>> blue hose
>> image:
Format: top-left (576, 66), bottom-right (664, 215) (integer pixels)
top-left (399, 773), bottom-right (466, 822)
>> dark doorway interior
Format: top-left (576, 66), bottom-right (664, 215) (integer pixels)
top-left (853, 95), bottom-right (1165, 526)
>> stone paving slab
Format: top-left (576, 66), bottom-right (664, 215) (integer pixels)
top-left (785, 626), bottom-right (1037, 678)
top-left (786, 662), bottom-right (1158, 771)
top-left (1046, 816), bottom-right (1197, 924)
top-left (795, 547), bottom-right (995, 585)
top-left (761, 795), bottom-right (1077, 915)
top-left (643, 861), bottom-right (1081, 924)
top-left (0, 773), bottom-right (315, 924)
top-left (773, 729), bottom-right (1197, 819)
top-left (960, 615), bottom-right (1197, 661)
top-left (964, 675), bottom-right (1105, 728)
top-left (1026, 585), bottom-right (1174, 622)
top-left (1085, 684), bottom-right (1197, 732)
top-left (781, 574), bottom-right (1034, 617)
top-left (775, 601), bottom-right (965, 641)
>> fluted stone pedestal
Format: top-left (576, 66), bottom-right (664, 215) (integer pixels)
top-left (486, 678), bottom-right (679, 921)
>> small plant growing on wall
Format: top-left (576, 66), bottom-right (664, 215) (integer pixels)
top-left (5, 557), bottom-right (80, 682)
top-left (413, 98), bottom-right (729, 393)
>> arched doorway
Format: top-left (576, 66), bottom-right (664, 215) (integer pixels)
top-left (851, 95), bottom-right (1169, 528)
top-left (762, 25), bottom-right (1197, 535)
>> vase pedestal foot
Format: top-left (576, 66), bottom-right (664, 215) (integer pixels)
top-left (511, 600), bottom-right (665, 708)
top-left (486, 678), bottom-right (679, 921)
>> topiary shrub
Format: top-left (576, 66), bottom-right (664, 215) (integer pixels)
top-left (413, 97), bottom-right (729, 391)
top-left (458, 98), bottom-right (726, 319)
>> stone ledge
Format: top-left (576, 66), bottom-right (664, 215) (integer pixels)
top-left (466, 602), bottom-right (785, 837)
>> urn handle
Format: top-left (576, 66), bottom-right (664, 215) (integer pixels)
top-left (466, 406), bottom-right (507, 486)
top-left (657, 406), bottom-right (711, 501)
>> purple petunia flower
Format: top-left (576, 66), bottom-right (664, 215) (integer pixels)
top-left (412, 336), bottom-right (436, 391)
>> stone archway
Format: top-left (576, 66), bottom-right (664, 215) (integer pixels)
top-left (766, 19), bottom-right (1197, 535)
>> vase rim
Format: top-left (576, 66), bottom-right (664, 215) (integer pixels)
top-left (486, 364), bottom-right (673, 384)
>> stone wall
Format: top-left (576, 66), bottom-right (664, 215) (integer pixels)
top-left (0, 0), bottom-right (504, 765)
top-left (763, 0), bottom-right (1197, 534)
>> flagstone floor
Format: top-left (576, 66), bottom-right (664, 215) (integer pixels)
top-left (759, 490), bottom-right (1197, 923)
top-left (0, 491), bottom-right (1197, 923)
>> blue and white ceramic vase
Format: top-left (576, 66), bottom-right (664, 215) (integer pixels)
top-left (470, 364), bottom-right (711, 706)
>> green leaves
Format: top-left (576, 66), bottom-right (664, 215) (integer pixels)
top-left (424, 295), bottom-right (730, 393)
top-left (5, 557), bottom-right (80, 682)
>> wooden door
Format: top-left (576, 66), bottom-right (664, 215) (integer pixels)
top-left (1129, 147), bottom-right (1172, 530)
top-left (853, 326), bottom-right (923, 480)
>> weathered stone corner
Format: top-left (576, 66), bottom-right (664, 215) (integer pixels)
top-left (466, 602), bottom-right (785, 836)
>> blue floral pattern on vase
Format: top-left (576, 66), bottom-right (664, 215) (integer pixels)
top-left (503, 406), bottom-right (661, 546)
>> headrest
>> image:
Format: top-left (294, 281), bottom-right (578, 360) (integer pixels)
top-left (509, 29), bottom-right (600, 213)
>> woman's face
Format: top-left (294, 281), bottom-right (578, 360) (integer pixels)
# # # # # # #
Copy out every one of the records above, changing nothing.

-- RESPONSE TO THIS TASK --
>> blue hose
>> image:
Format: top-left (576, 66), bottom-right (664, 215) (integer pixels)
top-left (399, 773), bottom-right (466, 822)
>> dark doorway interior
Format: top-left (576, 66), bottom-right (664, 215) (integer pixels)
top-left (853, 95), bottom-right (1165, 526)
>> stone paving slab
Format: top-left (576, 66), bottom-right (664, 215) (integer pixels)
top-left (785, 626), bottom-right (1037, 678)
top-left (786, 662), bottom-right (1158, 771)
top-left (1046, 816), bottom-right (1197, 924)
top-left (795, 547), bottom-right (995, 585)
top-left (761, 795), bottom-right (1077, 915)
top-left (643, 861), bottom-right (1081, 924)
top-left (0, 773), bottom-right (315, 924)
top-left (773, 729), bottom-right (1197, 819)
top-left (960, 615), bottom-right (1197, 661)
top-left (964, 675), bottom-right (1105, 728)
top-left (1026, 585), bottom-right (1174, 622)
top-left (1085, 684), bottom-right (1197, 732)
top-left (781, 574), bottom-right (1034, 617)
top-left (775, 601), bottom-right (965, 641)
>> fluted stone pedestal
Format: top-left (576, 66), bottom-right (664, 215) (integer pixels)
top-left (486, 678), bottom-right (679, 921)
>> small plant growing on wall
Format: top-left (576, 66), bottom-right (664, 215) (integer pixels)
top-left (5, 557), bottom-right (80, 682)
top-left (413, 98), bottom-right (729, 393)
>> arched doorway
Format: top-left (576, 66), bottom-right (664, 215) (integer pixels)
top-left (851, 95), bottom-right (1169, 528)
top-left (762, 25), bottom-right (1197, 535)
>> vase pedestal foot
Format: top-left (576, 66), bottom-right (664, 215) (integer pixels)
top-left (511, 600), bottom-right (665, 708)
top-left (486, 678), bottom-right (679, 921)
>> topiary shrub
Format: top-left (576, 66), bottom-right (664, 215) (integer pixels)
top-left (413, 97), bottom-right (729, 391)
top-left (458, 98), bottom-right (726, 319)
>> stone ledge
Format: top-left (576, 66), bottom-right (664, 215) (integer pixels)
top-left (466, 602), bottom-right (785, 837)
>> urn handle
Format: top-left (576, 66), bottom-right (664, 215) (integer pixels)
top-left (466, 406), bottom-right (507, 486)
top-left (657, 406), bottom-right (711, 501)
>> purple petunia flower
Format: top-left (576, 66), bottom-right (664, 215) (integer pixels)
top-left (412, 336), bottom-right (436, 391)
>> stone archway
Format: top-left (576, 66), bottom-right (664, 215) (integer pixels)
top-left (766, 19), bottom-right (1197, 535)
>> vase rim
Format: top-left (576, 66), bottom-right (664, 215) (integer pixels)
top-left (486, 364), bottom-right (673, 384)
>> stone wall
Format: top-left (576, 66), bottom-right (664, 215) (integer pixels)
top-left (0, 0), bottom-right (504, 765)
top-left (763, 0), bottom-right (1197, 534)
>> flagstone floor
Format: top-left (576, 66), bottom-right (664, 215) (integer pixels)
top-left (759, 490), bottom-right (1197, 923)
top-left (0, 491), bottom-right (1197, 923)
>> blue and white ceramic vase
Format: top-left (576, 66), bottom-right (664, 215) (integer pixels)
top-left (470, 364), bottom-right (711, 706)
>> green leaves
Format: top-left (576, 66), bottom-right (664, 215) (integer pixels)
top-left (424, 295), bottom-right (730, 393)
top-left (5, 557), bottom-right (80, 682)
>> wooden door
Format: top-left (576, 66), bottom-right (664, 215) (integer pixels)
top-left (1129, 147), bottom-right (1172, 530)
top-left (853, 326), bottom-right (923, 480)
>> weathered stone corner
Format: top-left (576, 66), bottom-right (664, 215) (integer pixels)
top-left (466, 602), bottom-right (785, 836)
>> blue floral pattern on vase
Format: top-left (576, 66), bottom-right (664, 215) (integer pixels)
top-left (503, 406), bottom-right (661, 546)
>> headrest
>> image:
Format: top-left (294, 281), bottom-right (578, 360) (integer pixels)
top-left (509, 29), bottom-right (600, 213)
>> woman's face
Format: top-left (294, 281), bottom-right (578, 360) (integer pixels)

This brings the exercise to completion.